— REQUIRED WORK —
Retype the material below. Keep every word exactly as it is.

▶

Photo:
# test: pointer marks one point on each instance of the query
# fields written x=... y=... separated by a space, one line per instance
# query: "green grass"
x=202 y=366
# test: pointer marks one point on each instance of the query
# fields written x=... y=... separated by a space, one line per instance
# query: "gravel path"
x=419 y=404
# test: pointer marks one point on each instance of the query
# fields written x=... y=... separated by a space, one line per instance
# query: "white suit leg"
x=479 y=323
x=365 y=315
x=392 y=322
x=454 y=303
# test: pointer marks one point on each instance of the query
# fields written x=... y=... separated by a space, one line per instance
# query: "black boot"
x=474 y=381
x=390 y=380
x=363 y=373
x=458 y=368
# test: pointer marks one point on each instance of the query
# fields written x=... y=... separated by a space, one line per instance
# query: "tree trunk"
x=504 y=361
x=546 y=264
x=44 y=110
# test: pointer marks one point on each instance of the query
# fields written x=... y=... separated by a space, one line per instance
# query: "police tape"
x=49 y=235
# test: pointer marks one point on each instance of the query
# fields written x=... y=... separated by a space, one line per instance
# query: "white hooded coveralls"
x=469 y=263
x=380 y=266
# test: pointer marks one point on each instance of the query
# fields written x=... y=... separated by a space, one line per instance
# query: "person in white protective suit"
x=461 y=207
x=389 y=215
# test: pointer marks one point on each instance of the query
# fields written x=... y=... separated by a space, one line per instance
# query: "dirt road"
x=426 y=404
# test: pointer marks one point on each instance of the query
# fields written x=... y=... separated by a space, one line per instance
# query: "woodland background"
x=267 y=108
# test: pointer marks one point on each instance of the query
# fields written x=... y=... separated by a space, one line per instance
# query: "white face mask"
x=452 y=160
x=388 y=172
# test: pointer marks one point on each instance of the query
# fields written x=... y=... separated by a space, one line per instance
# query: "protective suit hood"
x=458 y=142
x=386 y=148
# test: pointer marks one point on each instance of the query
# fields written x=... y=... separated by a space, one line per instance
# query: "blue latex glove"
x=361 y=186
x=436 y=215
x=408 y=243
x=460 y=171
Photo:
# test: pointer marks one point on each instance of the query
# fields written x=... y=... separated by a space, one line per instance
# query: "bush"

◀

— WORKED SOLUTION —
Photo:
# test: pointer marks one point on each instance of the query
# fields written x=... y=... separated by a space, one line per instance
# query: "green grass"
x=202 y=366
# test: pointer marks one point on each instance of the query
# fields written x=... y=... separated by a space, one line per instance
# query: "gravel path"
x=419 y=404
# test: pointer marks one point on each instance of the query
# fields written x=... y=... separated by a space, one line per instance
# query: "white suit leg"
x=479 y=323
x=365 y=315
x=392 y=322
x=454 y=303
# test: pointer marks one point on each instance of the query
# fields written x=... y=... separated by a space, one line per instance
# query: "black boot"
x=474 y=381
x=390 y=380
x=363 y=373
x=458 y=368
# test: pointer marks one point on each instance of the query
# fields written x=... y=... separated by a space, one line per instance
# query: "tree trunk"
x=504 y=361
x=546 y=264
x=44 y=110
# test: pointer marks one point on each instance of the query
# fields written x=... y=... separated by a space, one line per instance
# query: "police tape"
x=49 y=235
# test: pointer marks one point on each instance of the query
# fields written x=... y=... separated by a space, one line per instance
# query: "white hooded coveralls"
x=469 y=263
x=380 y=266
# test: pointer marks one point on each instance of the query
# fields written x=... y=... separated by a space, one line per instance
# query: "person in white protective suit"
x=461 y=207
x=389 y=215
# test: pointer marks one point on each instance of the query
# fields written x=... y=... separated by a space, one line per instance
# query: "dirt road"
x=426 y=404
# test: pointer marks one point on each instance of the query
# fields written x=... y=... separated by a space, one line per instance
# query: "woodland background"
x=267 y=108
# test: pointer marks one point on each instance of the query
# fields written x=... y=... separated by a space, one line per instance
# query: "white face mask"
x=452 y=160
x=388 y=172
# test: pointer marks one point on each instance of the query
# fields written x=... y=... separated by a space, one line per instance
# query: "protective suit hood"
x=458 y=142
x=386 y=148
# test: pointer marks one point on each instance of the query
# fields written x=... y=... separated by a space, one line per instance
# query: "blue latex glove"
x=361 y=186
x=436 y=215
x=408 y=243
x=460 y=171
Photo:
# test: pointer marks one point on each instance of the query
# fields written x=... y=... separated by a space, one line per instance
# query: "bush"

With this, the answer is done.